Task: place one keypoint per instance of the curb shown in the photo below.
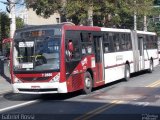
(5, 91)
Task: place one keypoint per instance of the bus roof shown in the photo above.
(144, 32)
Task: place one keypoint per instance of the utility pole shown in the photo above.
(90, 14)
(12, 16)
(145, 23)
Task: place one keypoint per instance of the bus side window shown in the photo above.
(86, 42)
(73, 38)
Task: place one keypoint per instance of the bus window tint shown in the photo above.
(86, 42)
(73, 36)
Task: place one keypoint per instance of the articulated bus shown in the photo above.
(64, 58)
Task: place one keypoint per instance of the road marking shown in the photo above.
(5, 91)
(153, 84)
(18, 105)
(98, 110)
(108, 106)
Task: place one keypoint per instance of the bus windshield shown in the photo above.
(36, 52)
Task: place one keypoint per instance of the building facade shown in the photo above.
(31, 18)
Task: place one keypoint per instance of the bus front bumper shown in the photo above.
(40, 88)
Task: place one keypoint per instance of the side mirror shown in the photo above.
(70, 46)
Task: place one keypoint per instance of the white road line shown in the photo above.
(18, 105)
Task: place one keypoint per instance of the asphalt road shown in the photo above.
(137, 99)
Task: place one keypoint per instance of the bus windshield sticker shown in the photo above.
(26, 44)
(27, 65)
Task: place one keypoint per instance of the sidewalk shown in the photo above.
(5, 85)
+ + + + +
Print the records word for word and exclude any picture they hold.

Solution to the problem =
Task: place one keypoint per instance of the curb shown in the photo below.
(5, 91)
Task: place one keypoint per instance of the bus roof shown in the photo above.
(144, 32)
Task: place one keypoint per instance of the utility pole shown in the photo above.
(90, 14)
(12, 16)
(145, 23)
Task: place one keypoint per instance of the bus side window shown in the photo above.
(86, 42)
(73, 38)
Task: place one keypoint per instance of the bus window tint shown in the photo above.
(86, 42)
(73, 36)
Task: place one keypoint per instance of the articulated bus shown in the photo above.
(64, 58)
Task: place one keypoint per instance of the road marking shown in the photo above.
(5, 91)
(153, 84)
(18, 105)
(98, 110)
(108, 106)
Task: place one keypoint per instance of the bus windshield shown in the photo above.
(36, 52)
Task: place one keypoint per instance of the building facade shown in the photo above.
(31, 18)
Task: place one keypoint per instance of the bus front bumper shown in the photo above.
(40, 88)
Task: place one keypoint per instance of the side mirror shown in the photo above.
(70, 46)
Task: place one keypoint per instance of the white road line shown in the photo above.
(18, 105)
Task: place one keypoint per instance of the asphalt road shown in the photo above.
(137, 99)
Task: place one keypoint per instance of the bus windshield sticker shown in the photo above.
(26, 44)
(27, 65)
Task: place one keypoint per instance of the sidewalk shown in the photo above.
(5, 85)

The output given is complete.